- Passage for review


(5) Once the mould has been manufactured, it is then attached to a formwork using double sided adhesive tape. A concrete mix is then prepared containing the appropriate additives in order to obtain the desired flow characteristics and properties. The mould is sprayed with a release agent to assist with the later removal of the mould from the cured and hardened product. The concrete mix is poured into the mould, ensuring that the concrete flows into all of the areas of the mould, especially the halftone cells, and that air pockets are eliminated as far as possible and practicable. The concrete is then allowed to cure over time and, when sufficiently set, it is removed from the mould.

(6) In a situation where a refractory material is used, the process is the same as outlined above substituting the refractory material for the concrete. When the product made from the refractory material has been cured and finished, it can then be used to cast glass, metal, ceramics and other ‘hot’ liquids or molten solids.

(7) The introduction of a liquid into the mould is intended to incorporate a process of filling the mould with a solid and subsequently liquefying the solid, thereby allowing it to flow in the mould; the liquid is still ‘introduced’ into the mould.

(8) Items may be placed in the photopolymer mould prior to the liquid being introduced so that the item becomes part of the finished product. It may be desirable to incorporate highly-visible or reflective portions, for example retroreflectors, or ‘cats eyes’®, in a concrete wall for use in a car park. This allows a driver to more clearly identify an exit or other directions. Alternatively, precious, or semi-precious, stones may be incorporated into the material, for example in floors, walls, cladding panels or coving, possibly for use in homes or offices.

- Information provided

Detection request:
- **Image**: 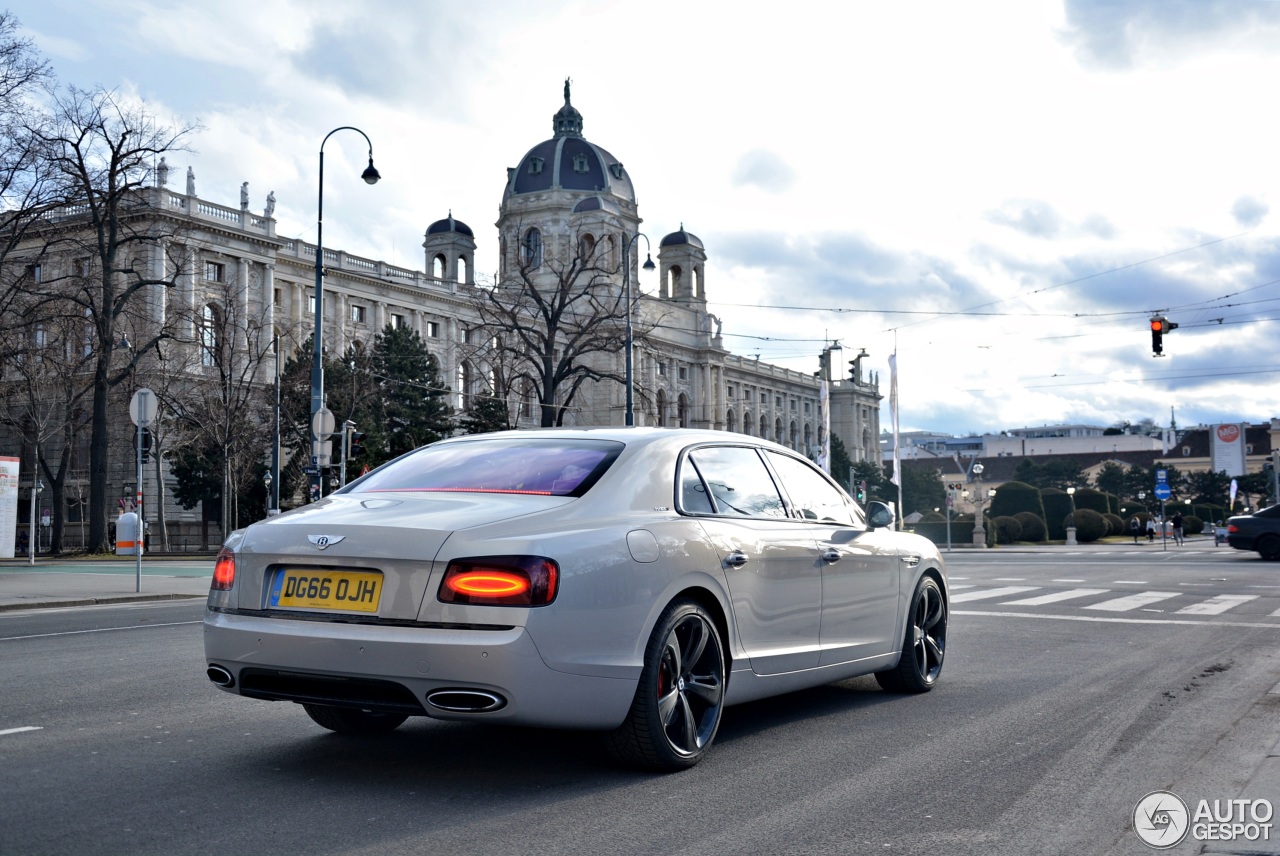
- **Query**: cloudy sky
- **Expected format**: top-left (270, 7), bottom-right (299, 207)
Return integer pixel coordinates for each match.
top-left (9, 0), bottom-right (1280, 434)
--
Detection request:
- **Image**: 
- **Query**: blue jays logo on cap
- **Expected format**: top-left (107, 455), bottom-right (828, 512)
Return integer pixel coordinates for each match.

- Check your understanding
[1] In the passage on casting in moulds, what holds the finished mould to the formwork?
[2] Carry on the passage on casting in moulds from the point where it stops.
The items have nothing to do with the passage on casting in moulds.

- Answers for the tasks
[1] Double sided adhesive tape.

[2]
(9) The products, especially concrete products may incorporate additives for self-cleaning, for example titanium dioxide. Alternatively, or in addition, anti-bacterial additives and/or anti-fungal additives, including mould resistance, may be incorporated into the material. Additionally, the product, especially concrete, may incorporate pigment to provide an end product having colour, or an aroma, or perfume, to provide the concrete with a scent.

(10) As examples, the cast product may be for use in architectural designs, especially for use in bars, restaurants, exhibitions, retail spaces and advertising space. For example, a company logo and/or name may be cast into the concrete that forms the walls of a building. Alternatively, concrete cladding may be produced comprising a logo and/or name.

(11) The photopolymer mould may be a negative image of the required design. Where the product is to be used to subsequently cast a further product, the photopolymer mould may be a positive of the further product and the direct product form the photopolymer mould will be a negative.

(12) Other applications of the method disclosed herein include, but are not limited to: concrete surfaces in underpasses, car-parks, bridges and ceilings; concrete products for use in architectural services, building services, graphic design, interior and exterior design, advertising and landscaping.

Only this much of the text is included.